* _ARBEITSAUFTRÄGE_:
1 > Beantworte diese Fragen zum Auszug über Sehen und Raumlage-Sinn:
(a) In welchem Zeitraum lernt das Gehirn, visuelle Eindrücke in Relation zum eigenen Körper zu bringen?
(b) Wo gibt es die Erlebniskinos mit beweglichen Sitzreihen?
(c) Welche beiden Sinne sind eng gekoppelt?
2 > Führe den Auszug über Sehen und Raumlage-Sinn im gleichen Stil nach seinem letzten Satz fort.

7.       Probe: Menschen die blind geboren sind und als Erwachsene / Jugendliche durch Operation ihren Gesichts-Sinn erhalten, können mit den Bilddaten überhaupt nichts anfangen. Warum? Das Gehirn lernt in den ersten drei Lebensjahren durch tägliches Training, die visuellen Eindrücke in Relation zum eigenen Körper zu bringen, insbesondere die Zentralperspektive.  Das heißt  eine Kombination aus Raumlage-Sinn und Seh-Training seit Geburt ermöglicht uns das visuelle Verständnis eines Raum-Kontinuums, obwohl unsere einzelnen Blicke uns Bilder liefern, die meistens inhaltlich vollständig diskontinuierlich sind.
8.       Zweite Probe: Raumlage-Sinn und visueller Eindruck. Es gibt – in Disney-Land – Erlebniskinos mit großer Leinwand und: beweglichen Sitzreihen. Während einer rasenden Achterbahnfahrt auf der Leinwand bewegen sich die Kinosessel links rechts, Vor- Rückneigung dem visuellen Eindruck entsprechend mit. Warum wird ein so großer Aufwand betrieben, Film und Kinosessel zu einem Gesamteindruck zusammenzubringen?  Um einen beeindruckenden Grad an Realismus des Gesehenen zu erreichen. Sehsinn und Vestibular-Apparat sind eng gekoppelt.

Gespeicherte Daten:
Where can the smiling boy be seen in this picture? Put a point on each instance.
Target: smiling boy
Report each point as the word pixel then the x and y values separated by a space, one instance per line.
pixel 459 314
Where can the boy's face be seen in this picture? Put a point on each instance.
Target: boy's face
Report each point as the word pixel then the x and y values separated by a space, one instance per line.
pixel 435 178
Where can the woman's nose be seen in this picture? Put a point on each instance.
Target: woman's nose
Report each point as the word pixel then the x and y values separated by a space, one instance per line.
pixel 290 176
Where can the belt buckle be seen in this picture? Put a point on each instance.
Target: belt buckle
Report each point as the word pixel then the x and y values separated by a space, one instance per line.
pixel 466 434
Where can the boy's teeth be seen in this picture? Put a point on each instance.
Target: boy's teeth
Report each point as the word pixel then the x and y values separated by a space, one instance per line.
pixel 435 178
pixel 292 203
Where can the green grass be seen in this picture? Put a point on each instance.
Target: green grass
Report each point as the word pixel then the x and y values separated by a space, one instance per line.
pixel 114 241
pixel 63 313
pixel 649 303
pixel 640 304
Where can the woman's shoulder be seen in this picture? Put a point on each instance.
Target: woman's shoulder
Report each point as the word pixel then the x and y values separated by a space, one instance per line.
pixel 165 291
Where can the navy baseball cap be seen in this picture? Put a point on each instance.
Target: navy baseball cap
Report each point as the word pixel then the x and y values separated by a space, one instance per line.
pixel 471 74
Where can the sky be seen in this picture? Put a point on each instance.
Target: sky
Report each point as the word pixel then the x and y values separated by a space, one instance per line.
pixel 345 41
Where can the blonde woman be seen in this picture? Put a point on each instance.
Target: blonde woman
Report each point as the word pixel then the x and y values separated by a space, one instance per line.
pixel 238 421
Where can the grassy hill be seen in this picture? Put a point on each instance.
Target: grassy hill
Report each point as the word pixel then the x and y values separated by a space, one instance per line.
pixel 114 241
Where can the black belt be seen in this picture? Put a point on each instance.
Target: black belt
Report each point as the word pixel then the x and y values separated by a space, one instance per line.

* _ANTWORTEN NACHEINANDER_:
1 >
(a) In den ersten drei Lebensjahren.
(b) In Disney-Land.
(c) Der Sehsinn und der Vestibular-Apparat.

2 >
Conclusio: Nicht, wie Murch erklärt, ist das Äquivalent zum Schnitt nur der Lidschlag, der geistige Interpunktionen in den Fluss der Bilder setzt, sondern die Augenbewegung selbst ist der „Schnitt“ . In rasend schnellen Wechseln können so Bilder aufeinander folgen, da wir sie im Gehirn als schnelles Hin- und Herblicken psychophysiologisch verarbeiten.
9.       Zeit- und Raumsprünge begreifen wir über den Bildinhalt und über erworbene Medienkompetenz. Bereits als kleine Kinder werden wir mit dem Phänomen des Bildschnittes im Fernsehen und in Kinderfilmen vertraut gemacht, wir erlernen die Bedeutung des Schnittes als möglichen Wechsel in Raum und Zeit zu interpretieren. 

10.   Der Zoom, Wechsel zwischen Totale und Nahaufnahme. Warum begreifen wir einen Sprung in der Einstellungsgröße auf Nahaufnahme als trotzdem im selben Raumkontinuum befindlich?

Auch hier hilft die genaue Beobachtung des psychophysiologischen Aspekts im Seh-Vorgang:  jeder kennt die Urlaubsfotos, auf denen eine Landschaft zu sehen ist und ganz hinten ein paar dunkle Punkte. Wir nehmen für unsere Darlegung an, die Aufnahmen wurden mit Normalobjektiv, also 1: 50 mm gemacht. Der Autor der Photos wird sie uns ganz begeistert zeigen und sie als schöne Fotos eines Rudels Rehe am Waldrand deklarieren.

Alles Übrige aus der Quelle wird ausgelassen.